What is expected: Put every line of the data that follows into a Markdown table with the columns "Row" and "Line", numbering the rows and skipping blank lines.

Records provided:
* BEGIN *
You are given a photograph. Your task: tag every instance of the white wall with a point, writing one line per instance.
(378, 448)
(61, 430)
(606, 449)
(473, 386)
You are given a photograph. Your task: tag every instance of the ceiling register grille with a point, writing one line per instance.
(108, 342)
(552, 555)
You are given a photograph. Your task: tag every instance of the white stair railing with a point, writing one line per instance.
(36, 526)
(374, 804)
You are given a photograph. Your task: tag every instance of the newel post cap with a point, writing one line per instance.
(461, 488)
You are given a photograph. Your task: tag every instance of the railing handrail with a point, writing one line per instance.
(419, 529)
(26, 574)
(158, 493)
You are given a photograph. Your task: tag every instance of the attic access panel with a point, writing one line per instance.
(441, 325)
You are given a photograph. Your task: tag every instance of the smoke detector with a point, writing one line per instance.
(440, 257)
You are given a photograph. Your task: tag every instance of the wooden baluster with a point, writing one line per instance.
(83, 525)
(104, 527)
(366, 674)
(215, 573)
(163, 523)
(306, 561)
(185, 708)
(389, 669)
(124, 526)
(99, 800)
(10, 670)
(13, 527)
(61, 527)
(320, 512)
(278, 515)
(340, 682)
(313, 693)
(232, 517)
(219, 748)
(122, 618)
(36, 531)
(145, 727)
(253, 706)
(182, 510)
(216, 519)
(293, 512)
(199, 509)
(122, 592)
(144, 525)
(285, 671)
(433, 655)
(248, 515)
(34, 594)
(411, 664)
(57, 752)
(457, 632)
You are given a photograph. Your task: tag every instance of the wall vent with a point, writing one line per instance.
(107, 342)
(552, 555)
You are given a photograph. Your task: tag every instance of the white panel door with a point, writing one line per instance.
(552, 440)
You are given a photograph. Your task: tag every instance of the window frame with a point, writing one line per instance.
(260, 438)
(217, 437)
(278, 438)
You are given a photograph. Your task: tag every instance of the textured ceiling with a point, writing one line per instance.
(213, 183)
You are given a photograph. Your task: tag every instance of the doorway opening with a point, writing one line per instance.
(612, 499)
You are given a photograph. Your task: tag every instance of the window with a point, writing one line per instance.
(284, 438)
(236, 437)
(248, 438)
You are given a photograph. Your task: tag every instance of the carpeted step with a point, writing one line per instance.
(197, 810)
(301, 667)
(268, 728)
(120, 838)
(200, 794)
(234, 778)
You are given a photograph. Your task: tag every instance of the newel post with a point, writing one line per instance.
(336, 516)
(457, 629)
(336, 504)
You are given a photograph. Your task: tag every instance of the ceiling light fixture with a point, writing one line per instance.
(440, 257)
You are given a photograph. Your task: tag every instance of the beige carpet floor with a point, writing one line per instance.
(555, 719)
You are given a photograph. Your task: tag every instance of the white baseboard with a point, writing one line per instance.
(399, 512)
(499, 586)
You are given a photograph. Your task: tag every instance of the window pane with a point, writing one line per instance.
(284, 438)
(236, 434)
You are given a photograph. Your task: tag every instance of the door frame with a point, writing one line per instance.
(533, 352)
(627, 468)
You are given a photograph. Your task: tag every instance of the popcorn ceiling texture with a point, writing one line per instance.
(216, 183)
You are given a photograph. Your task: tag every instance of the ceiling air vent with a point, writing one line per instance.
* END *
Solution to the exercise:
| Row | Line |
|---|---|
| 1 | You are given a photograph. Your task: tag every instance of the white wall with a point, writing one line per instance. |
| 2 | (378, 448) |
| 3 | (61, 430) |
| 4 | (606, 449) |
| 5 | (473, 386) |
| 6 | You are given a photograph. Your task: tag every instance of the ceiling register grille with a point, writing one line per instance. |
| 7 | (108, 342) |
| 8 | (552, 555) |
| 9 | You are given a photograph. Your task: tag every instance of the white stair railing with a point, writing one line per instance. |
| 10 | (36, 526) |
| 11 | (374, 804) |
| 12 | You are given a photograph. Your task: tag every instance of the newel post cap with a point, writing one line per instance. |
| 13 | (461, 488) |
| 14 | You are given a photograph. Your task: tag every instance of the railing handrail with a point, writing one line per instance. |
| 15 | (419, 529) |
| 16 | (26, 574) |
| 17 | (158, 493) |
| 18 | You are given a photograph. Your task: tag every instance of the attic access panel with a point, writing one line per instance. |
| 19 | (441, 325) |
| 20 | You are given a photograph. Your task: tag every instance of the smoke detector with a point, writing one line per instance. |
| 21 | (440, 257) |
| 22 | You are given a photograph. Your task: tag every instance of the wooden baluster with a point, writing one line per instance. |
| 23 | (83, 525) |
| 24 | (104, 527) |
| 25 | (366, 674) |
| 26 | (215, 573) |
| 27 | (163, 523) |
| 28 | (306, 561) |
| 29 | (185, 708) |
| 30 | (389, 669) |
| 31 | (124, 526) |
| 32 | (99, 800) |
| 33 | (10, 670) |
| 34 | (13, 527) |
| 35 | (61, 527) |
| 36 | (320, 512) |
| 37 | (278, 515) |
| 38 | (340, 682) |
| 39 | (313, 693) |
| 40 | (232, 517) |
| 41 | (219, 748) |
| 42 | (122, 618) |
| 43 | (36, 531) |
| 44 | (145, 727) |
| 45 | (253, 706) |
| 46 | (182, 510) |
| 47 | (216, 519) |
| 48 | (293, 512) |
| 49 | (199, 509) |
| 50 | (122, 592) |
| 51 | (144, 525) |
| 52 | (285, 671) |
| 53 | (433, 655) |
| 54 | (248, 515) |
| 55 | (34, 594) |
| 56 | (411, 664) |
| 57 | (57, 752) |
| 58 | (457, 632) |
| 59 | You are given a photograph. Your task: tag every instance of the wall vent with a point, writing one line per instance. |
| 60 | (107, 342) |
| 61 | (552, 555) |
| 62 | You are given a photograph. Your task: tag every instance of the white panel door with a point, writing one line per instance. |
| 63 | (552, 440) |
| 64 | You are given a photograph. Your task: tag every instance of the window frame with a point, writing one line per instance. |
| 65 | (260, 438) |
| 66 | (217, 437) |
| 67 | (278, 438) |
| 68 | You are given a photograph. Your task: tag every instance of the textured ceiling with a point, writing one line per instance. |
| 69 | (213, 183) |
| 70 | You are given a photograph. Your task: tag every instance of the doorway opening with a point, writing one line per instance. |
| 71 | (612, 499) |
| 72 | You are given a photograph. Your task: tag every instance of the window with a point, writing one line per instance. |
| 73 | (284, 438) |
| 74 | (236, 437) |
| 75 | (248, 438) |
| 76 | You are given a photograph. Your task: tag every instance of the carpeted step with a point, writing one line per instance. |
| 77 | (197, 810) |
| 78 | (301, 667) |
| 79 | (268, 728) |
| 80 | (120, 838) |
| 81 | (200, 794) |
| 82 | (234, 778) |
| 83 | You are given a photograph. Your task: tag every instance of the newel post with a point, writing one line per instance. |
| 84 | (336, 516) |
| 85 | (457, 629) |
| 86 | (336, 504) |
| 87 | You are given a photograph. Your task: tag every instance of the ceiling light fixture with a point, writing one line per instance. |
| 88 | (440, 257) |
| 89 | You are given a photograph. Your task: tag every instance of the beige carpet floor with a point, writing one line per instance. |
| 90 | (555, 719) |
| 91 | You are given a photograph. Your task: tag every instance of the white baseboard with a point, writing one line per instance. |
| 92 | (399, 512) |
| 93 | (499, 586) |
| 94 | You are given a photograph. Your task: tag every instance of the window pane with a point, writing one line per instance. |
| 95 | (284, 438) |
| 96 | (236, 434) |
| 97 | You are given a photograph. Your task: tag every instance of the door frame with a point, writing one line per instance. |
| 98 | (533, 352) |
| 99 | (627, 468) |
| 100 | You are given a photograph. Your task: tag every instance of the popcorn ceiling texture with a point, writing one line per instance. |
| 101 | (216, 183) |
| 102 | You are given a photograph. Your task: tag every instance of the ceiling air vent with a point, writing one line per instance. |